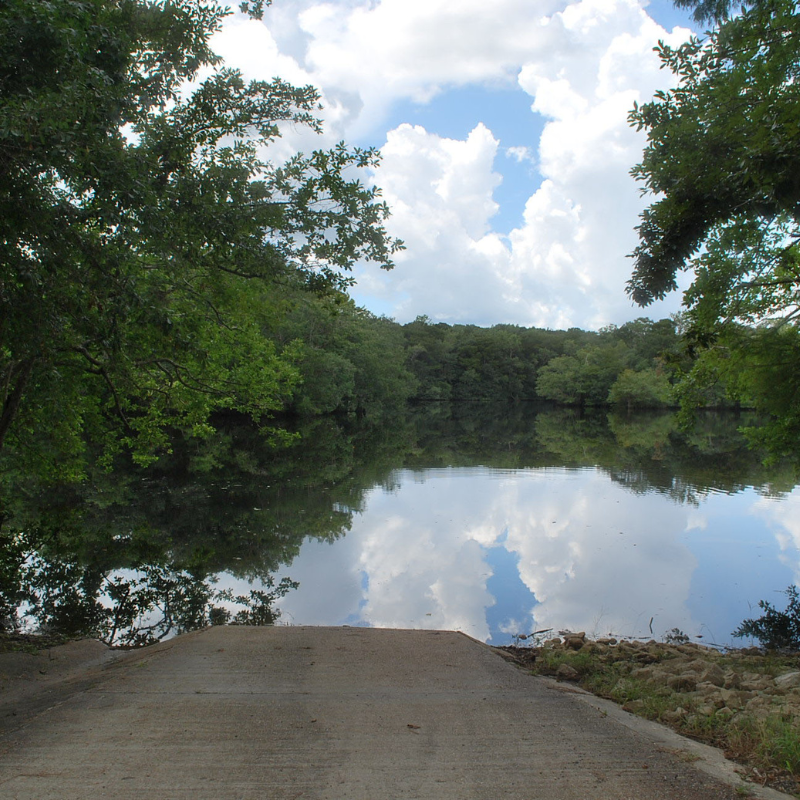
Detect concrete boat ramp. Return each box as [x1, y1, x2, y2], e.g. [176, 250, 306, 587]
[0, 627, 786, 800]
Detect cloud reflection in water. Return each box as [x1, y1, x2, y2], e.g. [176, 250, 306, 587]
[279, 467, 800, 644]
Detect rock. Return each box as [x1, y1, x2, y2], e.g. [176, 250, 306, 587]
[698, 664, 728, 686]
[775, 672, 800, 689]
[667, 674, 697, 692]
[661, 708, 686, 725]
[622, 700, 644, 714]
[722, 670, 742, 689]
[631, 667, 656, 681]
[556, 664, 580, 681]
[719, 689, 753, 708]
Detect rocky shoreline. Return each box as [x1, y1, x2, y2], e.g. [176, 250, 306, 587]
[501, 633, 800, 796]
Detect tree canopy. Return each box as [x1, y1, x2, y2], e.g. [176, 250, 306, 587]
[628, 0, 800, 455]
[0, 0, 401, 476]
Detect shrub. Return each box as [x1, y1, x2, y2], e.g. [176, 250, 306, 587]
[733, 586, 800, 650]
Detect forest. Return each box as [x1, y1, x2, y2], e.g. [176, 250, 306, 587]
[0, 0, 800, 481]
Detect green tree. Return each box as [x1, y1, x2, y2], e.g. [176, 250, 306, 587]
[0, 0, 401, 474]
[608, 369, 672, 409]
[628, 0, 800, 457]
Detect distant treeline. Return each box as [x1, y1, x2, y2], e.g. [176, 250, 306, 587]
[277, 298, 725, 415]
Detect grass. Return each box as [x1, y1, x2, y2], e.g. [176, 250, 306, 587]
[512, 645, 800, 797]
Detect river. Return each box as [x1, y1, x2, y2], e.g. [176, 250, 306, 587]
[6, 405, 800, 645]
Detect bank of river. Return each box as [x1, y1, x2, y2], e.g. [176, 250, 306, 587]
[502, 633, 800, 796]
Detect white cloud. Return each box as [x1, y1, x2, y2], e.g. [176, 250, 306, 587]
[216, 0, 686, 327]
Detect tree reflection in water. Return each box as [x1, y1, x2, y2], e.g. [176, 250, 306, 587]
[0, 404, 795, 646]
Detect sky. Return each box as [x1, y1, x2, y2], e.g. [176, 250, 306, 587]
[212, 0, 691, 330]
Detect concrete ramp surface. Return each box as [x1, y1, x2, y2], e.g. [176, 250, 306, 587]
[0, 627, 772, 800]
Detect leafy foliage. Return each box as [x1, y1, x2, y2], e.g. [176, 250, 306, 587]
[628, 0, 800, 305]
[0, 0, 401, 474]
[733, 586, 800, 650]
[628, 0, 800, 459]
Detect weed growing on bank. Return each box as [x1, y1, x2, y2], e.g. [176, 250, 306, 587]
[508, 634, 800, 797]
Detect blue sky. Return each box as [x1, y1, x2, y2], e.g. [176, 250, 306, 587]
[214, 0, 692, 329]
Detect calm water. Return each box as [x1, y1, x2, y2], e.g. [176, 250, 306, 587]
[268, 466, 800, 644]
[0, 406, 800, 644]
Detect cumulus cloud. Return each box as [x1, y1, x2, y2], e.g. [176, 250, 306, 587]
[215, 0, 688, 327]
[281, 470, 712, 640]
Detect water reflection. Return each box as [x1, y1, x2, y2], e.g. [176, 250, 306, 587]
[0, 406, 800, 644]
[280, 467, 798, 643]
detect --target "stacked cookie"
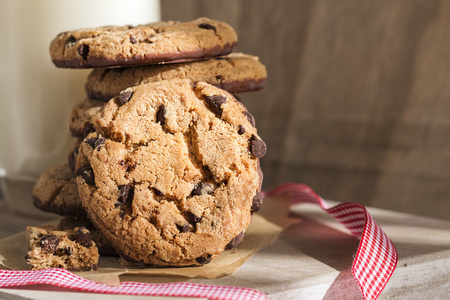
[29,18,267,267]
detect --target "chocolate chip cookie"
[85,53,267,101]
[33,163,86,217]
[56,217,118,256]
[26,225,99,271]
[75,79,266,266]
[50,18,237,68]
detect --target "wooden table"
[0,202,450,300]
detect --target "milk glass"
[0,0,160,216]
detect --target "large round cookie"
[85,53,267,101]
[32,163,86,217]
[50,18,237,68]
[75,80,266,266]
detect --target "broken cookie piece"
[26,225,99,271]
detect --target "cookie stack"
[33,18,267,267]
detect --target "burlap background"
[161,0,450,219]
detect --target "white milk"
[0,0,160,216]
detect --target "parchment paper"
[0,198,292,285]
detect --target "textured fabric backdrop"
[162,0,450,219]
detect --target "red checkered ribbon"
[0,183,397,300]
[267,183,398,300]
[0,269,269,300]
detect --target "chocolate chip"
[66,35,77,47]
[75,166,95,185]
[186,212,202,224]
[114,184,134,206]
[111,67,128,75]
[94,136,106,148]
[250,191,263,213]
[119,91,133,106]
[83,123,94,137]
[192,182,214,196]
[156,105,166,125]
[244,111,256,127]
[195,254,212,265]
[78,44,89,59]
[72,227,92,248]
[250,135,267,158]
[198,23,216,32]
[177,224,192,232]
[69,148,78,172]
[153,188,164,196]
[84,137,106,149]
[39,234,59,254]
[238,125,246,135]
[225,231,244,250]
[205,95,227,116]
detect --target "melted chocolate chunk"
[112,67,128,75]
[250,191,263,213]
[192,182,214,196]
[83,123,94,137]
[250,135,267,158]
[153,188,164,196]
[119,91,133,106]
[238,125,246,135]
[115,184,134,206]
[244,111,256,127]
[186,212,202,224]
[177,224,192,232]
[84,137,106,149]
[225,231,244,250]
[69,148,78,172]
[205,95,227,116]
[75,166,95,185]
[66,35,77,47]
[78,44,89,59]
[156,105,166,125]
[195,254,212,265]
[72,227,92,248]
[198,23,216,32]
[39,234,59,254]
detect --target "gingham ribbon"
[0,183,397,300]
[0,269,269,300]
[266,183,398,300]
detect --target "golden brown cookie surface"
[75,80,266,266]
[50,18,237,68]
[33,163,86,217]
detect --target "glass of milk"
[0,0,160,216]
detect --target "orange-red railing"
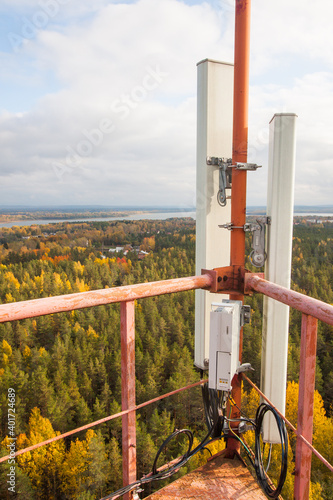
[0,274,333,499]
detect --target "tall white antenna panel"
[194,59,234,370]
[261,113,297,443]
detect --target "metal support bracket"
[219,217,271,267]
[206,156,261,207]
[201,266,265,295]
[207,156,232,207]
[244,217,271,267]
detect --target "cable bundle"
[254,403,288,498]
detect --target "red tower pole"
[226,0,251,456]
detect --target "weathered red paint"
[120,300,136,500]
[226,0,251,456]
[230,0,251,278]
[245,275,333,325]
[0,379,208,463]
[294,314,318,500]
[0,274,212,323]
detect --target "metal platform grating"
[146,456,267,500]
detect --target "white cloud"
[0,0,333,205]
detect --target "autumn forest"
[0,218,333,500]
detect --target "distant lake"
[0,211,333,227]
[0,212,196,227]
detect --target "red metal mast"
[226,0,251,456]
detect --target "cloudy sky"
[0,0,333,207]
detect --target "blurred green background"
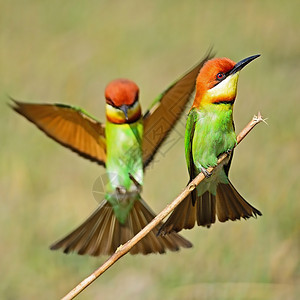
######
Reproduce the entire listing above verbatim, omitting the pictures.

Detect concrete boat ramp. Return each box as [x1, y1, x2, y2], e.g. [176, 250, 306, 587]
[0, 627, 786, 800]
Detect cloud reflection in water. Return each box as [x1, y1, x2, y2], e.g. [176, 250, 306, 587]
[279, 467, 800, 644]
Detect rock. Return each box as [x1, y1, x2, y2], e.g. [176, 250, 306, 587]
[698, 664, 728, 686]
[775, 672, 800, 689]
[667, 674, 697, 692]
[661, 708, 686, 725]
[622, 700, 644, 714]
[722, 670, 742, 689]
[631, 667, 656, 681]
[556, 664, 580, 681]
[719, 689, 753, 708]
Detect rocky shoreline. Return each box as [x1, y1, x2, y2], e.g. [176, 250, 306, 587]
[501, 633, 800, 796]
Detect tree canopy. Return each box as [x1, y1, x2, y2], e.g. [176, 250, 306, 587]
[628, 0, 800, 455]
[0, 0, 401, 476]
Detect shrub. Return each box as [x1, y1, x2, y2], e.g. [176, 250, 306, 587]
[733, 586, 800, 650]
Detect forest. Return each box as [x1, y1, x2, y2], e.g. [176, 250, 306, 587]
[0, 0, 800, 481]
Detect green tree. Return each box as [x1, y1, x2, y2], e.g. [176, 250, 306, 587]
[0, 0, 401, 474]
[608, 369, 672, 409]
[628, 0, 800, 457]
Detect distant treeline. Return each box as [x1, y1, x2, y2], e.g. [176, 250, 306, 587]
[277, 298, 725, 415]
Detect grass. Return each box as [x1, y1, x2, y2], e.g. [176, 250, 306, 587]
[512, 645, 800, 797]
Detect river. Return each box as [x1, y1, x2, y2], e.g. [176, 250, 306, 587]
[6, 405, 800, 645]
Detect bank of river. Return each box as [x1, y1, x2, y2], e.g. [176, 250, 306, 587]
[502, 633, 800, 796]
Detect white cloud. Return each box as [x1, y1, x2, y2], e.g. [176, 250, 306, 587]
[216, 0, 686, 327]
Detect tree reflection in water. Return each box as [x1, y1, x2, y2], e.g. [176, 250, 306, 587]
[0, 404, 795, 646]
Detect sky. Return each box as [x1, y1, x2, y2], e.g. [176, 250, 306, 587]
[212, 0, 691, 330]
Detect concrete ramp surface. Return each box as [x1, y1, x2, y2], e.g. [176, 250, 306, 587]
[0, 627, 772, 800]
Detect leafy foliage. Return each box as [x1, y1, x2, y2], e.g. [176, 250, 306, 587]
[628, 0, 800, 305]
[0, 0, 401, 474]
[733, 586, 800, 650]
[628, 0, 800, 459]
Detect weed growing on bank. Return each box as [x1, y1, x2, y2], e.g. [176, 250, 306, 587]
[508, 634, 800, 797]
Detect blue sky. Return each box as [x1, y1, x2, y2], e.g. [176, 250, 306, 587]
[214, 0, 692, 329]
Detect calm water. Return each box as [x1, y1, x2, y2], e.g. [176, 250, 306, 587]
[268, 466, 800, 644]
[0, 406, 800, 644]
Detect cumulus cloud. Return each box as [x1, y1, x2, y2], e.g. [176, 250, 306, 587]
[215, 0, 688, 327]
[281, 470, 712, 640]
Detect water reflection. Return each box as [x1, y1, x2, y2], e.g. [176, 250, 306, 587]
[0, 406, 800, 644]
[280, 467, 798, 643]
detect --target "stacked cookie"
[29,18,267,267]
detect --target "chocolate chip cookie"
[85,53,267,101]
[33,163,86,217]
[56,217,118,256]
[26,225,99,271]
[75,79,266,266]
[50,18,237,68]
detect --target "wooden table"
[0,202,450,300]
detect --target "milk glass"
[0,0,160,216]
detect --target "large round cookie"
[85,53,267,101]
[32,163,86,217]
[50,18,237,68]
[75,80,266,266]
detect --target "broken cookie piece"
[26,225,99,271]
detect --target "cookie stack"
[33,18,267,267]
detect --target "burlap background"
[161,0,450,219]
detect --target "white milk"
[0,0,160,216]
detect --target "parchment paper"
[0,198,292,285]
detect --target "textured fabric backdrop"
[162,0,450,219]
detect --target "red checkered ribbon"
[0,183,397,300]
[267,183,398,300]
[0,269,269,300]
detect --target "chocolate chip"
[66,35,77,47]
[75,166,95,185]
[186,212,202,224]
[114,184,134,206]
[111,67,128,75]
[94,136,106,148]
[250,191,263,213]
[119,91,133,106]
[83,123,94,137]
[192,182,214,196]
[156,105,166,125]
[244,111,256,127]
[195,254,212,265]
[78,44,89,59]
[72,227,92,248]
[250,135,267,158]
[198,23,216,32]
[177,224,192,232]
[69,148,78,172]
[153,188,164,196]
[84,137,106,149]
[39,234,59,254]
[238,125,246,135]
[225,231,244,250]
[205,95,227,116]
detect --target "melted chocolate chunk"
[112,67,128,75]
[250,191,263,213]
[192,182,214,196]
[83,123,94,137]
[250,135,267,158]
[153,188,164,196]
[119,91,133,106]
[238,125,246,135]
[115,184,134,206]
[244,111,256,127]
[186,212,202,224]
[177,224,192,232]
[84,137,106,149]
[225,231,244,250]
[69,148,78,172]
[205,95,227,116]
[75,166,95,185]
[66,35,77,47]
[78,44,89,59]
[156,105,166,125]
[195,254,212,265]
[72,227,92,248]
[198,23,216,32]
[39,234,59,254]
detect --target "gingham ribbon"
[0,183,397,300]
[0,269,269,300]
[266,183,398,300]
detect --target "golden brown cookie surface"
[75,80,266,266]
[50,18,237,68]
[33,163,86,217]
detect --target "glass of milk"
[0,0,160,216]
detect --target "orange-red railing"
[0,274,333,499]
detect --target "tall white antenna panel"
[194,59,234,370]
[261,113,297,443]
detect --target "metal support bracket"
[219,217,271,267]
[206,156,261,207]
[201,266,265,295]
[207,156,232,207]
[244,217,271,267]
detect --target "cable bundle"
[254,403,288,498]
detect --target "red tower pole"
[226,0,251,456]
detect --target "weathered red paint"
[120,300,136,500]
[226,0,251,456]
[230,0,251,278]
[245,275,333,325]
[0,379,208,463]
[294,314,318,500]
[0,274,212,323]
detect --target "metal platform grating"
[146,456,267,500]
detect --target "white cloud"
[0,0,333,205]
detect --target "autumn forest"
[0,218,333,500]
detect --target "distant lake"
[0,211,333,227]
[0,212,196,227]
detect --target "red metal mast"
[226,0,251,456]
detect --target "cloudy sky"
[0,0,333,207]
detect --target "blurred green background"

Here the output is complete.